◆ **TASK DIRECTIONS**: Retype every line of the data, keeping each word exactly.

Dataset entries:
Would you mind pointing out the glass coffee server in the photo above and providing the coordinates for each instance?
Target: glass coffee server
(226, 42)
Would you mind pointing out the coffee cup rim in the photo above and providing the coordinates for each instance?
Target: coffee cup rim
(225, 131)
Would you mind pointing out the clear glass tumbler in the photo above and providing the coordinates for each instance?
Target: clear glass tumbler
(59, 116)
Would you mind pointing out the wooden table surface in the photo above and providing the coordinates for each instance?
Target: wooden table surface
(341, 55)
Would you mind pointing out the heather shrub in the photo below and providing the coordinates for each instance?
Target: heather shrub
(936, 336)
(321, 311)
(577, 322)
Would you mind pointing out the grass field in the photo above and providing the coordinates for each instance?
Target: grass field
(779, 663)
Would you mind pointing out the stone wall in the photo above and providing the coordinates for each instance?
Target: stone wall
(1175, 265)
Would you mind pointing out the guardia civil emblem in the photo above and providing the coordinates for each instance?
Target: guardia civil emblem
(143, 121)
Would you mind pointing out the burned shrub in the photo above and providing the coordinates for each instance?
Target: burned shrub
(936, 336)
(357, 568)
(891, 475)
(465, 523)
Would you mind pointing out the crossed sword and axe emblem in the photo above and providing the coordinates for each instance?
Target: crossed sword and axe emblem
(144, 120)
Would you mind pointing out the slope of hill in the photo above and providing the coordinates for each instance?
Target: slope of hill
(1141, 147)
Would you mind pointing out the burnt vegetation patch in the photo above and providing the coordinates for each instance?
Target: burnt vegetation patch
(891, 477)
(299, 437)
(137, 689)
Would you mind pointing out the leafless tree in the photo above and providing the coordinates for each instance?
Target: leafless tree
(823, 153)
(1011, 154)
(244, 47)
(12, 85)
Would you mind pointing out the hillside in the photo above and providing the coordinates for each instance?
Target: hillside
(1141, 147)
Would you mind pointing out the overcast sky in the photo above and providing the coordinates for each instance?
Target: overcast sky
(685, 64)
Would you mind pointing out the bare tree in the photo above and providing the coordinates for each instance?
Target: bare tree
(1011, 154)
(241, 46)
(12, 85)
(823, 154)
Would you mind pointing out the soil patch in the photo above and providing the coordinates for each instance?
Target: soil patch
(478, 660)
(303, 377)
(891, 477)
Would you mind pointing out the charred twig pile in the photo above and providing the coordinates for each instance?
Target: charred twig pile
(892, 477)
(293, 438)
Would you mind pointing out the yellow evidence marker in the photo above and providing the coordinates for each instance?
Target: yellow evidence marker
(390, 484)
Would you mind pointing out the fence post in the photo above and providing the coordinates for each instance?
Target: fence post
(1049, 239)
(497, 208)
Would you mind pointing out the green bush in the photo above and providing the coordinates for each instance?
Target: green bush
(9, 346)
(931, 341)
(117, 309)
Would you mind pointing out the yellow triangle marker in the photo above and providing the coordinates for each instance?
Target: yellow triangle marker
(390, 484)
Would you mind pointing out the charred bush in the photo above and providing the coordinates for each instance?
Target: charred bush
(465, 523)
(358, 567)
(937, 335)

◆ **SOLUTION FOR THIS EXERCISE**:
Would you mind pointing out the glass coffee server in the photo above and providing the coordinates for each instance?
Target: glass coffee server
(226, 42)
Would you mind pointing out the coffee cup rim in the photo above and providing the coordinates for each instance?
Target: coffee cup rim
(225, 131)
Would you mind pointing out the clear glass tumbler in the photo above and providing the coordinates for each instance?
Target: clear glass tumbler
(59, 116)
Would you mind pointing out the wooden table surface in the photo above and providing the coordinates for each instance?
Target: wooden table surface
(341, 55)
Would you mind pointing out the heather shrub in the photo below and providing the coordinates for each instance?
Target: heather shrub
(936, 336)
(321, 311)
(577, 322)
Would you mind pointing out the grass field in the photo above and providing the coordinates for each instance?
Target: grass field
(779, 663)
Would you mind pointing out the stone wall in the photo above and providing the coordinates for each instance?
Target: stone wall
(1175, 265)
Would you mind pointing out the guardia civil emblem in the photo above and providing the coordinates for each instance?
Target: guardia civil emblem
(143, 121)
Would you mind pointing out the burned shrub in the photo above and providing the coordinates for each instance?
Target: burned shrub
(936, 336)
(357, 568)
(891, 475)
(465, 523)
Would you mind pointing out the crossed sword and axe emblem in the photo above and providing the coordinates for each instance?
Target: crossed sword and axe emblem
(144, 120)
Would you mind pointing out the slope of hill in the photo above and providing the coordinates for each instance?
Target: slope of hill
(1141, 147)
Would you mind pointing out the burnt vegetation patch in the photo above and providing the coordinates for each instance?
Target: burnt vegetation patch
(891, 477)
(299, 437)
(137, 689)
Would you mind pointing out the leafless tree in the photo above and providing the coordinates for each instance?
Target: leafless tree
(823, 153)
(1011, 154)
(244, 47)
(12, 85)
Would you mind pointing out the hillside in the photo above and providing the coordinates for each instance?
Target: hillside
(1141, 147)
Would you mind pointing out the overcast sky in the photo above and providing the coordinates for each instance?
Target: overcast sky
(685, 64)
Would you mind pointing out the bare tree in the photo above and providing the coordinates for each instance?
Target: bare tree
(1011, 154)
(241, 46)
(12, 85)
(823, 154)
Would you mind pointing out the soil patch in the photo above and providing the coordinates for each instance?
Target: soil patch
(478, 660)
(303, 377)
(891, 477)
Would you mind pointing out the charred twig pile in the photo above and providing the coordinates for each instance?
Target: charred twig pile
(892, 477)
(293, 438)
Would you mind pointing out the yellow evidence marker in the photo above and providing the coordinates for each instance?
Target: yellow evidence marker
(390, 484)
Would you mind pointing out the fence post in the photo above and providing the coordinates for each instance?
Target: fence post
(1049, 239)
(497, 208)
Would you mind pointing out the green bush in the photo above and providing the coordinates for each instance?
Target: green bush
(9, 346)
(931, 341)
(117, 309)
Would you mind pointing out the yellow triangle marker in the photo above and providing the coordinates for each instance?
Target: yellow triangle marker
(390, 484)
Would you mind pointing out the charred bush in the photo above and providing the coordinates for each instance?
Target: charred bush
(465, 523)
(358, 567)
(937, 335)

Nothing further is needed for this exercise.